Record extracts below:
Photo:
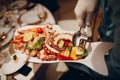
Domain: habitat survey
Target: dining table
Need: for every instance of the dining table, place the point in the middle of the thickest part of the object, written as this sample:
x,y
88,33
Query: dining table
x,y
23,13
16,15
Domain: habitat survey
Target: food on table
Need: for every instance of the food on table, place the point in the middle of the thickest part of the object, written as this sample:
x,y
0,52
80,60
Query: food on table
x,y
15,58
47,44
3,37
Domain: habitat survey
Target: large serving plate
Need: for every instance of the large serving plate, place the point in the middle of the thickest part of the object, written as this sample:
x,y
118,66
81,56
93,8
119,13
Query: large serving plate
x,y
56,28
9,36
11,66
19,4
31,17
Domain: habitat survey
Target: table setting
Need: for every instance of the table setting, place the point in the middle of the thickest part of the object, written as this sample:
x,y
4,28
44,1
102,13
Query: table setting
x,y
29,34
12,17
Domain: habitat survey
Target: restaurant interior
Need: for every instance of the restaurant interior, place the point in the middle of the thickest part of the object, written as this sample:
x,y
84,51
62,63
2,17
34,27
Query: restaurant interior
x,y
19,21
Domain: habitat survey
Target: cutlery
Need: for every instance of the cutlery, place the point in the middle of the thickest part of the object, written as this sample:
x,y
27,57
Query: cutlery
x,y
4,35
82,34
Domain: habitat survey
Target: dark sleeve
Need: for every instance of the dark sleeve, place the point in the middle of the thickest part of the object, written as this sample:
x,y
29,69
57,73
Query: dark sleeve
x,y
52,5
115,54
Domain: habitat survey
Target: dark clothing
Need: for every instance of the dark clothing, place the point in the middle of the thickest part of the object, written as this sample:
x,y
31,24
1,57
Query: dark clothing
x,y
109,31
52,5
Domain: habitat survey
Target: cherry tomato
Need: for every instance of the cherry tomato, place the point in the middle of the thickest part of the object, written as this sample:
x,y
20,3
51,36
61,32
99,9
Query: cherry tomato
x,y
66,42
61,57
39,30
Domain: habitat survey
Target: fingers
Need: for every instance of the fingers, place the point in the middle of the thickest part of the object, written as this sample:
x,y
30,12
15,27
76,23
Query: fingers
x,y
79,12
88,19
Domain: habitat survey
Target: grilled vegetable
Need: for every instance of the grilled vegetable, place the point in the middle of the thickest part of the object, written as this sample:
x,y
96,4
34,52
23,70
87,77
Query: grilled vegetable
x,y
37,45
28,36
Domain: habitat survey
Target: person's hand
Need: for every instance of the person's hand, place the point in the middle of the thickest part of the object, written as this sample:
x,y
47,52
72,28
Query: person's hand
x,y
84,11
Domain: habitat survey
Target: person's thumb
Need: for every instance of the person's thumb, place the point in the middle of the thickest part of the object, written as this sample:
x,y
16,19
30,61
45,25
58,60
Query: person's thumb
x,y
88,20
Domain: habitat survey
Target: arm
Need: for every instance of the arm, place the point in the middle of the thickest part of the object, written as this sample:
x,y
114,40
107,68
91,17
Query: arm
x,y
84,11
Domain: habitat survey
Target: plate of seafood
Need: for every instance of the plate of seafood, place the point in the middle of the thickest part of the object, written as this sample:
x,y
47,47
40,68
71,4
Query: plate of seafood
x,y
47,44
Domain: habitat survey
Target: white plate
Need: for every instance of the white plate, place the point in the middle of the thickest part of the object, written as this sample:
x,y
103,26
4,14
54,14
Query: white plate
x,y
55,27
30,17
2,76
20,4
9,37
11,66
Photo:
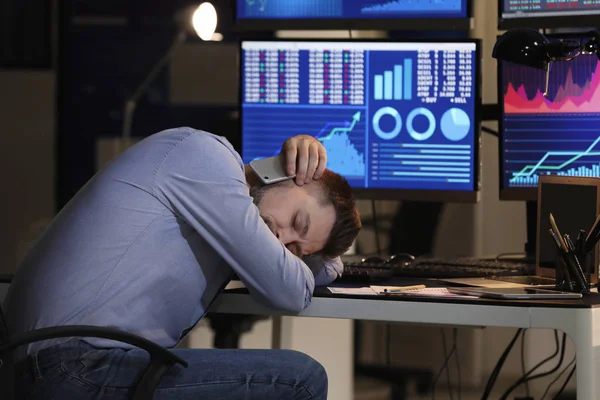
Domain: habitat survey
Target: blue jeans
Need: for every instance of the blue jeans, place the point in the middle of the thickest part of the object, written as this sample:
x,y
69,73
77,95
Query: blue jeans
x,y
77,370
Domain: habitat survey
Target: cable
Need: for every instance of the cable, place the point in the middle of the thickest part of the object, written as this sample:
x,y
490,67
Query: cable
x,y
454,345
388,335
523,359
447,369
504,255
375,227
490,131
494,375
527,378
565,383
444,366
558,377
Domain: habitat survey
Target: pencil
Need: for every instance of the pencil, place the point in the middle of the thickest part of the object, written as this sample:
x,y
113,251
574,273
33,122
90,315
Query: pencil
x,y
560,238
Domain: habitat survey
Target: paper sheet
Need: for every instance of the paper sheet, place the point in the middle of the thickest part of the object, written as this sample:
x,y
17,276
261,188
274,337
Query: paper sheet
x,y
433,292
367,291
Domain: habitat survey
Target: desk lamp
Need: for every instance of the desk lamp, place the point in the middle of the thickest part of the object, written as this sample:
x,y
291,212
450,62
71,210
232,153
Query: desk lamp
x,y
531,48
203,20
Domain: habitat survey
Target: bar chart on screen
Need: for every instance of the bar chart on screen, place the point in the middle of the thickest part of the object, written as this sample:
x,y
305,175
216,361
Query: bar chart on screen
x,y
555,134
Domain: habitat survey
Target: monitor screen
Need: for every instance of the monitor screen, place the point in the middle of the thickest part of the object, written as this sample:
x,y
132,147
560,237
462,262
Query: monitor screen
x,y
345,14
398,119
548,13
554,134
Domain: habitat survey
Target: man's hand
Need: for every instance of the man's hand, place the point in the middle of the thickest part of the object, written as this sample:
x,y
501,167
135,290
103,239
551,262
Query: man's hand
End of Record extracts.
* What to produce: Return each record as written, minus its images.

* Solution for this task:
Photo:
Domain: habitat survey
Target: dining table
Need: for every instance of the dining table, place the point in the middle of the thickest part of the object, written as this sample:
x,y
88,33
Query: dining table
x,y
23,13
16,15
Domain: habitat survey
Target: food on table
Need: for every instance of the food on table, place the point in the middle of the thickest part of the object, written as this sample:
x,y
0,52
80,60
Query: food on table
x,y
15,58
47,44
3,37
Domain: habitat survey
Target: large serving plate
Need: for every instance of the large serving plate, place the point in the middle of the thickest part of the object, written as this sample:
x,y
118,66
81,56
93,8
119,13
Query: large serving plate
x,y
56,28
9,36
11,66
19,4
31,17
Domain: habitat survey
Target: table setting
Need: for every instance of the table setting, place the point in the middle of the thickest part of the object, written as this sample:
x,y
4,28
44,1
102,13
Query: table setting
x,y
29,34
12,17
Domain: habitat survey
Target: restaurant interior
Need: for every instance of the restaurant interior, place the point in the middle of the thickest part of the object, written as this sample:
x,y
84,51
62,63
2,17
34,27
Query: restaurant interior
x,y
19,21
Domain: habitat survey
Target: cutlery
Need: for every instance of the cutlery, place the point in the middle of the thickest part of the object, written as this sample:
x,y
27,57
Query: cutlery
x,y
4,35
82,34
Domain: habitat survey
Target: dark sleeve
Need: for every instance of the dark sleeve, place the point in the middle of the thickest part of the object, written as this sample:
x,y
29,69
57,73
Query: dark sleeve
x,y
52,5
115,54
Domain: habitat survey
Target: dark clothing
Need: for every instance of the dark clothing, place the point in the middle of the thickest part of the object, written as this sample:
x,y
31,24
1,57
Query: dark clothing
x,y
109,31
52,5
Domain: habitat survey
Target: cherry tomato
Need: for every instance of the cherry tomato, place the point in the middle of the thickest part of the object, written as this sample:
x,y
20,3
51,36
61,32
99,9
Query: cherry tomato
x,y
66,42
61,57
39,30
Domain: habitat survey
Target: fingers
Need: for every instance of the fingers, place the point in the middle of the thickest part of the object, written as this sample:
x,y
30,12
15,27
76,23
Query: fingers
x,y
79,12
88,19
Domain: habitat survey
Target: grilled vegetable
Need: for every instance of the grilled vegetable, place the point in the middle of the thickest part of the object, written as this sample:
x,y
96,4
34,52
23,70
87,77
Query: grilled vegetable
x,y
37,45
28,36
Domain: habitat survey
Target: person's hand
Need: for every instance of the person's hand, place the point in the middle of the thickest part of the object, written as this sample:
x,y
47,52
72,28
Query: person's hand
x,y
84,11
Domain: habitat survey
Target: person's thumb
Need: for every instance of the person's thumb, place the point in the middle of the thickest part of the object, written as this sample:
x,y
16,19
30,61
45,25
58,60
Query: person's thumb
x,y
88,20
Domain: habitat survey
Target: arm
Need: for every instance of the arm, place the point in the middle of the thickest part of the object, written as this sample:
x,y
114,40
107,68
91,17
Query: arm
x,y
84,11
Domain: habitat survey
Target: plate of seafood
Need: for every instance of the plate of seafood, place the point in the middle of the thickest part of the object, written as this sample:
x,y
47,47
40,68
71,4
Query: plate of seafood
x,y
47,44
Domain: habitat survey
Target: white plate
Need: for every instance of the white plate, place the point in the middle of the thickest part of the object, written as this sample:
x,y
103,26
4,14
54,14
Query: white plate
x,y
55,27
30,17
2,76
20,4
9,37
11,66
Photo:
Domain: habitat survey
Target: blue jeans
Need: for every instance of the blue jeans, place the point in the middle of the thickest part of the object, written as this sample:
x,y
69,73
77,95
Query: blue jeans
x,y
77,370
Domain: habitat survey
Target: cable
Need: for every instance of the cable, place the point in the middle of the thickest part of the object, written as this sample:
x,y
490,67
Query: cable
x,y
454,345
388,335
523,359
447,369
504,255
375,227
490,131
494,375
527,378
565,383
444,366
558,377
Domain: habitat survey
Target: pencil
Need: for every instance of the pencil, place the point in the middle of the thickest part of the object, written as this sample:
x,y
113,251
574,273
33,122
90,315
Query: pencil
x,y
560,238
Domain: habitat survey
Target: paper sheet
Need: for every instance of the paper sheet, place the point in the middle of the thickest part of the object, written as this sample:
x,y
17,276
261,188
274,337
Query: paper sheet
x,y
433,292
367,291
Domain: habitat survey
Target: desk lamp
Need: for every instance of the desk lamp, place the point in the middle of the thickest part of the object, written as this sample:
x,y
291,212
450,62
71,210
232,153
Query: desk lamp
x,y
531,48
203,20
Domain: habitat survey
Target: bar chart on screen
Need: for every instance of the bar chart on screen, place the point in the middle of the thickest part of the object, written as this sample:
x,y
305,175
216,361
Query: bar chart on screen
x,y
555,134
Domain: habitat survey
Target: monitor screen
Need: for every instance of the monitor screen, place the point in the middle of the thickest part of the object, written as this sample:
x,y
132,147
560,237
462,262
Query: monitor screen
x,y
345,14
398,119
548,13
554,134
Domain: habitat survey
Target: man's hand
Need: for every instance of the man's hand, place the point in the middle of the thickest part of the object, written as this sample:
x,y
501,167
135,290
103,239
551,262
Query: man's hand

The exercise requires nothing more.